[BEGIN PASSAGE SHOWN]
Closed lukasGemela closed 2 years ago
@lukasGemela can you output the status of the stream? (nats stream info)
Configuration:
Subjects: kpis.*
Acknowledgements: true
Retention: File - Interest
Replicas: 1
Discard Policy: New
Duplicate Window: 2m0s
Allows Msg Delete: true
Allows Purge: true
Allows Rollups: false
Maximum Messages: unlimited
Maximum Bytes: unlimited
Maximum Age: unlimited
Maximum Message Size: unlimited
Maximum Consumers: unlimited
Cluster Information:
Name: nats
Leader: nats-2
State:
Messages: 17,385
Bytes: 31 MiB
FirstSeq: 3,708,310 @ 2022-02-16T09:37:25 UTC
LastSeq: 4,078,085 @ 2022-02-16T14:46:59 UTC
Deleted Messages: 352391
Active Consumers: 3
Can you show us what nats c info
for each of the consumers show as well?
[END PASSAGE SHOWN]
CHALLENGE -
In the stream status output above, which node is listed as the cluster leader?
[BEGIN GIVEN MATERIAL]
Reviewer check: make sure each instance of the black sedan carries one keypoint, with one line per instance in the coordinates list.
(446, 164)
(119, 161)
[END GIVEN MATERIAL]
EXERCISE RESPONSE -
nats-2